§ **Input**:
+++

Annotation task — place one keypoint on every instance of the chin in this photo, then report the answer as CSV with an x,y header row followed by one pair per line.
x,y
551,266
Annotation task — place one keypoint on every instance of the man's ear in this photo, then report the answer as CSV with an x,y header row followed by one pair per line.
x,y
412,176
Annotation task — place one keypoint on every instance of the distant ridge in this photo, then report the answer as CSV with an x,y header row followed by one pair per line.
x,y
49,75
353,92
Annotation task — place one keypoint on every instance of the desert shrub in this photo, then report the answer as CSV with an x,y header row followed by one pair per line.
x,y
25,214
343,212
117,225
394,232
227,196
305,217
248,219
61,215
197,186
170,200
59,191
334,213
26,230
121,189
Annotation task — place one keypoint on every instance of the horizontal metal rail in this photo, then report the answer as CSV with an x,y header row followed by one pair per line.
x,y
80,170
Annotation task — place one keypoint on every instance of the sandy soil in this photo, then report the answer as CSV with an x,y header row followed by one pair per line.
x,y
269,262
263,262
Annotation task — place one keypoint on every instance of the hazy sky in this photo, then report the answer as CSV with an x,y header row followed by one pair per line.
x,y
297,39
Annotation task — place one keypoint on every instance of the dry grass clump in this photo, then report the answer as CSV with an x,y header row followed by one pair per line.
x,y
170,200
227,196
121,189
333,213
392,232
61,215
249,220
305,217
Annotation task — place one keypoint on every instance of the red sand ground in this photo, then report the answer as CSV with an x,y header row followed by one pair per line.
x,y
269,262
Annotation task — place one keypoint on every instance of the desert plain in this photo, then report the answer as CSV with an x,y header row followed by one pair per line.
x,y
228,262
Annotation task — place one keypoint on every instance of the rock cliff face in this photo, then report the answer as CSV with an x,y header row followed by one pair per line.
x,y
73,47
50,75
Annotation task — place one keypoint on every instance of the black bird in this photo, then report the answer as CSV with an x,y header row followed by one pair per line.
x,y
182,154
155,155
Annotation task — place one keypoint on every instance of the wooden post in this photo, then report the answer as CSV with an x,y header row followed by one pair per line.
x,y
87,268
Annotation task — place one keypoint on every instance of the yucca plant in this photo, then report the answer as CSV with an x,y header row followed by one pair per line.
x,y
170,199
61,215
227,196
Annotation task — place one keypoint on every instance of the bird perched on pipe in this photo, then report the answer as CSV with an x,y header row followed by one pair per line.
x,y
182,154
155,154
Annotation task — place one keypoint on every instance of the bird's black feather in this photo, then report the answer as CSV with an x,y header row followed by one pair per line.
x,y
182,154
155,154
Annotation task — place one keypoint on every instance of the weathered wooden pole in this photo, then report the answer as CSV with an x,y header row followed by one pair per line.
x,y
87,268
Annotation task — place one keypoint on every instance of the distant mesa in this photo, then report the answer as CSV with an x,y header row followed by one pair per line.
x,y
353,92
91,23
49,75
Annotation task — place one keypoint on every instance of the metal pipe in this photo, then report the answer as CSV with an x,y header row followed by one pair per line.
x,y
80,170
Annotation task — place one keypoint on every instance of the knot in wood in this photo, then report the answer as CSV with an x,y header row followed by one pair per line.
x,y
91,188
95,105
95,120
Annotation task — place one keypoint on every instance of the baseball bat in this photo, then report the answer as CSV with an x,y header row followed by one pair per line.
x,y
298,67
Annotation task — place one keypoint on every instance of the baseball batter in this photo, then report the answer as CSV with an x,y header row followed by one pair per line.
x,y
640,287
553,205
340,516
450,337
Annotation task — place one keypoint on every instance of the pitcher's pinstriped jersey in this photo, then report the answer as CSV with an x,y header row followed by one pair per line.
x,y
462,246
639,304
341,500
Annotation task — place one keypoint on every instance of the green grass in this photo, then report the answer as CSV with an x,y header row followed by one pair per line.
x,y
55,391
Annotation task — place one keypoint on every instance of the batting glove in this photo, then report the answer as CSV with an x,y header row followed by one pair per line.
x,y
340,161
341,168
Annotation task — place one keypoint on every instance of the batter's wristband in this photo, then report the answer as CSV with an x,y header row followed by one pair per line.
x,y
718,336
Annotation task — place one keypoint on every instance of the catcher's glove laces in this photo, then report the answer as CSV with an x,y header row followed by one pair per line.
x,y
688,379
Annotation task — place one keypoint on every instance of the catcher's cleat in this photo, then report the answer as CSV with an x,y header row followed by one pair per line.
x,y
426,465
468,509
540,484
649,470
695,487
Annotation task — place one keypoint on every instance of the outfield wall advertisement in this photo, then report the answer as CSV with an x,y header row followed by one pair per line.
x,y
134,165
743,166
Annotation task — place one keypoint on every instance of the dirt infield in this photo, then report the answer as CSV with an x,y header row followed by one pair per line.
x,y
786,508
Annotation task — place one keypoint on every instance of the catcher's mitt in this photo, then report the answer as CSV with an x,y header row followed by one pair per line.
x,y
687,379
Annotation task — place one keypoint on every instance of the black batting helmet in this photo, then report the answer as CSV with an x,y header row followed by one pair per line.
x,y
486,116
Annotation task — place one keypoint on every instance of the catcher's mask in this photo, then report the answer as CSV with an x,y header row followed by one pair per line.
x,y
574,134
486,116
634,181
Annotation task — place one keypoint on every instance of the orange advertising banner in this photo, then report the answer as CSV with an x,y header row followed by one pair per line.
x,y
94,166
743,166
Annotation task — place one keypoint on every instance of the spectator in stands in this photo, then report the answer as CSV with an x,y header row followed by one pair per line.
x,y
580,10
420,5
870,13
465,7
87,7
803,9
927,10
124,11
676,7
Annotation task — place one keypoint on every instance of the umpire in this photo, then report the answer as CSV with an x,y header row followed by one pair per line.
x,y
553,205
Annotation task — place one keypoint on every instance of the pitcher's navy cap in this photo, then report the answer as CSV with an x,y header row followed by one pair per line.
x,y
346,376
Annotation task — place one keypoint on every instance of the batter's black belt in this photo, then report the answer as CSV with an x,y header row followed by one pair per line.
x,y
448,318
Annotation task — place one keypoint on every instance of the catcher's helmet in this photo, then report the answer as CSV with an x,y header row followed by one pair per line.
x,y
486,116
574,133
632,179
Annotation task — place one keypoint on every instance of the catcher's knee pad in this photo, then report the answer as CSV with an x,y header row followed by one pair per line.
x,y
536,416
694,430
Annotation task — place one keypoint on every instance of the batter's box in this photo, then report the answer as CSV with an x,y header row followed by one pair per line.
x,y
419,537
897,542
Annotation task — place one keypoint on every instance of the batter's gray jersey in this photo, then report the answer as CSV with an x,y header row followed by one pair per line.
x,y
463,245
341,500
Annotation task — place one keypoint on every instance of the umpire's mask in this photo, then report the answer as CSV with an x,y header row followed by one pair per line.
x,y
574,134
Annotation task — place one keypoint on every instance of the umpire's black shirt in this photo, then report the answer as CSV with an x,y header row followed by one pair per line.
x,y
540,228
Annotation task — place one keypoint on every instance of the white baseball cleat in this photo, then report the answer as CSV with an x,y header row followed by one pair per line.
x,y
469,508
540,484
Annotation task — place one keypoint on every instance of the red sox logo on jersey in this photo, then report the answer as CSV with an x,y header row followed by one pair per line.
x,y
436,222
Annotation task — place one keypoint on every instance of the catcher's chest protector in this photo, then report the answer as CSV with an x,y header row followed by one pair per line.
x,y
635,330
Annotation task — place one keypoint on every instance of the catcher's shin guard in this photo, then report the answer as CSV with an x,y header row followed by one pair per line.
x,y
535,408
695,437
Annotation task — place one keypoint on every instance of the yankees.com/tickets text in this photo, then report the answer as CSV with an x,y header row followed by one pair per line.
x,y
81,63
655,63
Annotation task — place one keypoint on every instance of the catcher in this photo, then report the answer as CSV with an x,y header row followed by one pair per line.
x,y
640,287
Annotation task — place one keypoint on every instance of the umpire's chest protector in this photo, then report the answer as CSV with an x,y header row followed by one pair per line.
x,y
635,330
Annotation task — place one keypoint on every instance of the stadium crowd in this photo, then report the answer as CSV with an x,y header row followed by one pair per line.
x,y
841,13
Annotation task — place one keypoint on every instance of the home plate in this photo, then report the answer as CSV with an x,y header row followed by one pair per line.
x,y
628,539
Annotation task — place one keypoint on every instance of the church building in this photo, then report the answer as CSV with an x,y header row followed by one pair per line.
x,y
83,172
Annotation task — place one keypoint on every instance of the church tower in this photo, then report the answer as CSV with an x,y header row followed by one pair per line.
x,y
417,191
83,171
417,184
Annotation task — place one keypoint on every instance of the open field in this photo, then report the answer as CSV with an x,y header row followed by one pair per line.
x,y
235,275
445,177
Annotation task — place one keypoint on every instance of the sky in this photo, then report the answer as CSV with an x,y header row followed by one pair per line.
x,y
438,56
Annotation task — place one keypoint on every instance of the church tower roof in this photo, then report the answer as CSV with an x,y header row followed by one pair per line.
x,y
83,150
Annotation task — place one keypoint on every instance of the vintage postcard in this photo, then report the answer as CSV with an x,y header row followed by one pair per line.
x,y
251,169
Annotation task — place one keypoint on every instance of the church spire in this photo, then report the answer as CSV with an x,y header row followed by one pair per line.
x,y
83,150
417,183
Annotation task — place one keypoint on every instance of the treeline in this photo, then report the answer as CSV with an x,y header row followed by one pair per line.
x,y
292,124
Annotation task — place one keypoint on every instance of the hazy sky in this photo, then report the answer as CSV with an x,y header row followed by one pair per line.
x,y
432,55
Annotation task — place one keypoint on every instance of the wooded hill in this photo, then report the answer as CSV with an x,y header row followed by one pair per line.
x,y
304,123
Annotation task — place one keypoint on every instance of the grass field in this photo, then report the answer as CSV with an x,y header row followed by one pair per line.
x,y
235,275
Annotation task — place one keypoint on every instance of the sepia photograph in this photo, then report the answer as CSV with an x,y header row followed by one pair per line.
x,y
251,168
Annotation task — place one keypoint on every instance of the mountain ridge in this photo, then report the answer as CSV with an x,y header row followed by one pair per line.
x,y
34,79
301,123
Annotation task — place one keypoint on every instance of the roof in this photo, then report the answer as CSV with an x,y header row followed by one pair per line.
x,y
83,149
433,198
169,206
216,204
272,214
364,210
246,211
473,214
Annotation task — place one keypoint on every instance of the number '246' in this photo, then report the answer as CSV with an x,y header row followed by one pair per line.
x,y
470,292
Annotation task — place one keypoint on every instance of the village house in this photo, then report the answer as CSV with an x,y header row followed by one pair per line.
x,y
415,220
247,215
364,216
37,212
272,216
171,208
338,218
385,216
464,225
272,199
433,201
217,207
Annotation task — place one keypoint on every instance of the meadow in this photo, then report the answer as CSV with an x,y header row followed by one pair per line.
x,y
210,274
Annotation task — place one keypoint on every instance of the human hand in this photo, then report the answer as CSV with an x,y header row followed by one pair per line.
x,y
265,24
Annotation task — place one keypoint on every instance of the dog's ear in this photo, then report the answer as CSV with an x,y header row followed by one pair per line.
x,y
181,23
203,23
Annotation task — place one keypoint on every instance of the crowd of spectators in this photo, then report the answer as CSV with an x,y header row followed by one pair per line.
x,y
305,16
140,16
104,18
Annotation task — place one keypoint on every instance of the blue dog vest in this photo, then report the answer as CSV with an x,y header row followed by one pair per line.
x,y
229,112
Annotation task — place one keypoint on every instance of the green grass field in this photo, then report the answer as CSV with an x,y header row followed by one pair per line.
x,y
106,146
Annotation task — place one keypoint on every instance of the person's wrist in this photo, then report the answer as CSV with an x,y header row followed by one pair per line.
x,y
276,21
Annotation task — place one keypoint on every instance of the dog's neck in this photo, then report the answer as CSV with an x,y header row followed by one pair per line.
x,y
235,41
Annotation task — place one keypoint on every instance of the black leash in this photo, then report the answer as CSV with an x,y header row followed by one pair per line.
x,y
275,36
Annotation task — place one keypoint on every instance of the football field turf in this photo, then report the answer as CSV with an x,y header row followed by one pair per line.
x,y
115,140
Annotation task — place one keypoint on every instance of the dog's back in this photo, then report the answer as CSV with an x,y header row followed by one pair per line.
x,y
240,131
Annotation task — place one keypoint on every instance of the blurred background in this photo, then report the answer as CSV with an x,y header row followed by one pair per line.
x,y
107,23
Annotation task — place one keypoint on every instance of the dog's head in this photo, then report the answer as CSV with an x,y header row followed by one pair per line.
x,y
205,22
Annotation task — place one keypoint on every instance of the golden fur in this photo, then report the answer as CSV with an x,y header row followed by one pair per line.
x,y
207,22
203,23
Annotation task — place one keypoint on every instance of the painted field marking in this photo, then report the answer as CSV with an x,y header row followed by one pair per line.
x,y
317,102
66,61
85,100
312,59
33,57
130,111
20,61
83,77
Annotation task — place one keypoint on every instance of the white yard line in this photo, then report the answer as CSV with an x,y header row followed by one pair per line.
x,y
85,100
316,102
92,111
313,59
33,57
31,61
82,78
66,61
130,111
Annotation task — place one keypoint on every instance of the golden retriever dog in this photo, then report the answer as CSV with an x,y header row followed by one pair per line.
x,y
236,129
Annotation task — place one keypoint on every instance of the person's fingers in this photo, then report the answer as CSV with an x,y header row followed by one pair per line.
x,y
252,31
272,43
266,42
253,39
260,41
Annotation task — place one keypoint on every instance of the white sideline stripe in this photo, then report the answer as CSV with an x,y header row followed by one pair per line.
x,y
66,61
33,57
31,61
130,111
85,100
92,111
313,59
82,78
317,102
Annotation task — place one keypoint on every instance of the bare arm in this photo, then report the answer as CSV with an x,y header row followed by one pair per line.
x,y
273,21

+++

The response should be an exact copy of the lines from the one with "the white sideline" through the end of the data, with no other text.

§ **Response area**:
Annotation task — place one keypoint on every instance of the white sideline stripe in this photo, then report the answer as CSV with an x,y header row followed by one pair per line.
x,y
66,61
33,57
31,61
130,111
85,100
92,111
313,59
82,78
317,102
Annotation task — place one keypoint on every instance of the bare arm in this photo, then report the answer as CSV with an x,y header row followed by one pair per line.
x,y
273,21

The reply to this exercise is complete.